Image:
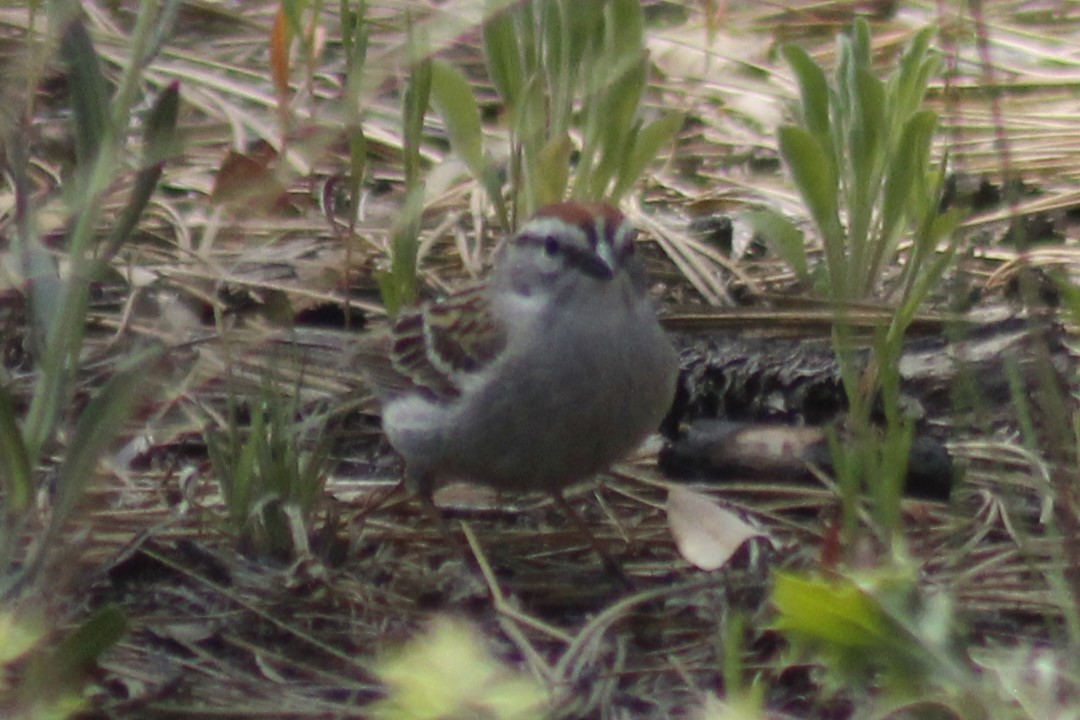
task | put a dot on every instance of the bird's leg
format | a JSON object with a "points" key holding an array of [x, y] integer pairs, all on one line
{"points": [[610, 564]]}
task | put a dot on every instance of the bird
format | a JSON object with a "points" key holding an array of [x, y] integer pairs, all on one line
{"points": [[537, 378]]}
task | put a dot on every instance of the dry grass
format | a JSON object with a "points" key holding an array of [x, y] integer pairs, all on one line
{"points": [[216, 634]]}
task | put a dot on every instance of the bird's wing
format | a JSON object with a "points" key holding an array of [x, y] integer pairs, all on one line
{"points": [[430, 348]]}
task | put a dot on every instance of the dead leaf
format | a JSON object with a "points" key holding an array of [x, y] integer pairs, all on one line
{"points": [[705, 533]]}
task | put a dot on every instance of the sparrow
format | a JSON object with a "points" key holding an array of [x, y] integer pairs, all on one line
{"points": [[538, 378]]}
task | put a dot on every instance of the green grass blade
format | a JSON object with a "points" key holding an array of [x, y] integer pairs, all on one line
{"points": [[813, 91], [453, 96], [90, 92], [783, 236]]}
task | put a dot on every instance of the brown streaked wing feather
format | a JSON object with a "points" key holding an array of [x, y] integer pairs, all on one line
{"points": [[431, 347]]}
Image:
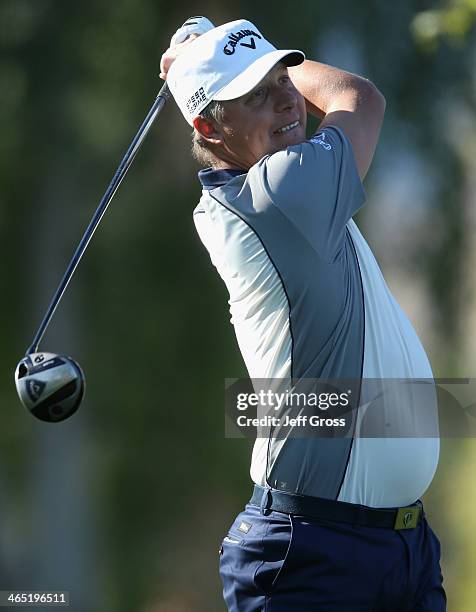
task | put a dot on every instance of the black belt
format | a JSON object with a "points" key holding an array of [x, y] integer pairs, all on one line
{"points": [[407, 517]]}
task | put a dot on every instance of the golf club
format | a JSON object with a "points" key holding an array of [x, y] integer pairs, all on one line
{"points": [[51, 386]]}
------------------------------------------------------------------------
Write out again every line above exactly as given; the pictures do not belong in the copy.

Image:
task | put a dot on every instance of the bird's leg
format | a JSON object with a "points" key holding an array of [x, y] integer pairs, all on one line
{"points": [[610, 564]]}
task | put a dot on every instance of the bird
format | a JSON object with a "points" key holding an array of [x, y] integer pairs, all on one line
{"points": [[537, 378]]}
task | put a dot on every instance of the dry grass
format | a JSON object with a "points" key holding an array of [x, y] integer pairs, all on one line
{"points": [[216, 634]]}
task | put a dot on every instance of the bird's wing
format | a JSON object with a "points" key holding an array of [x, y] integer pairs, all on one line
{"points": [[430, 348]]}
task | put a dot on every instance of the dead leaf
format | a JSON object with a "points" key holding an array of [x, y] integer pairs, all on one line
{"points": [[705, 533]]}
task | put a dot on every instance of the sparrow
format | a JSON object with a "points" key holding an array of [x, y] integer pairs, all on one line
{"points": [[538, 378]]}
task | put a dot on every instance of the green grass blade
format | a JSON object with a "points" key holding an array of [x, y] integer pairs, all on one line
{"points": [[813, 91], [453, 96], [90, 92], [783, 236]]}
task | put a dot on every instance of the brown streaked wing feather
format | a JSON object with a "points" key holding an array of [x, y] integer pairs, all on one line
{"points": [[431, 347]]}
Image:
task | put a dot on every instance of the black belt
format | a JSON object with a "points" key holding an array of [x, y] integer pairs, all on one line
{"points": [[407, 517]]}
task | put a dot on every instance of the golf club
format | a JSON object with a "points" key holding an array of [x, y] integer pairs, all on one line
{"points": [[51, 386]]}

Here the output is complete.